WORK ITEM
Begin with the line that has "The resolver MUST return, for each instance of the bird in". Give it and every line after it again, exactly, through the end of the entries below.

INPUT RECORDS
* * * * *

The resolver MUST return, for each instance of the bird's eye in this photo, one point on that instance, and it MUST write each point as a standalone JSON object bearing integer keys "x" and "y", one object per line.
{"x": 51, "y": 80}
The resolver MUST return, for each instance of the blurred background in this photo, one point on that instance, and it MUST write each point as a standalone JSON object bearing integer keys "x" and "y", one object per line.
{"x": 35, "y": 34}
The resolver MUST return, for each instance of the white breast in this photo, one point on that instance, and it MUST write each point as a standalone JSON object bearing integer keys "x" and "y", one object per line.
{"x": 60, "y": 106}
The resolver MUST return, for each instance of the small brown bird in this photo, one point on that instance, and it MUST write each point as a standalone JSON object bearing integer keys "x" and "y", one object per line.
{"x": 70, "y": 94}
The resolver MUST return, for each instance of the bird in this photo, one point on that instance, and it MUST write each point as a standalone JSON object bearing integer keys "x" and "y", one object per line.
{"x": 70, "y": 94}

* * * * *

RESULT OF THIS TASK
The resolver MUST return, for each instance of the bird in this photo, one point on that instance, and it MUST write each point as a standalone JSON object bearing integer keys "x" and "y", one object per line.
{"x": 70, "y": 94}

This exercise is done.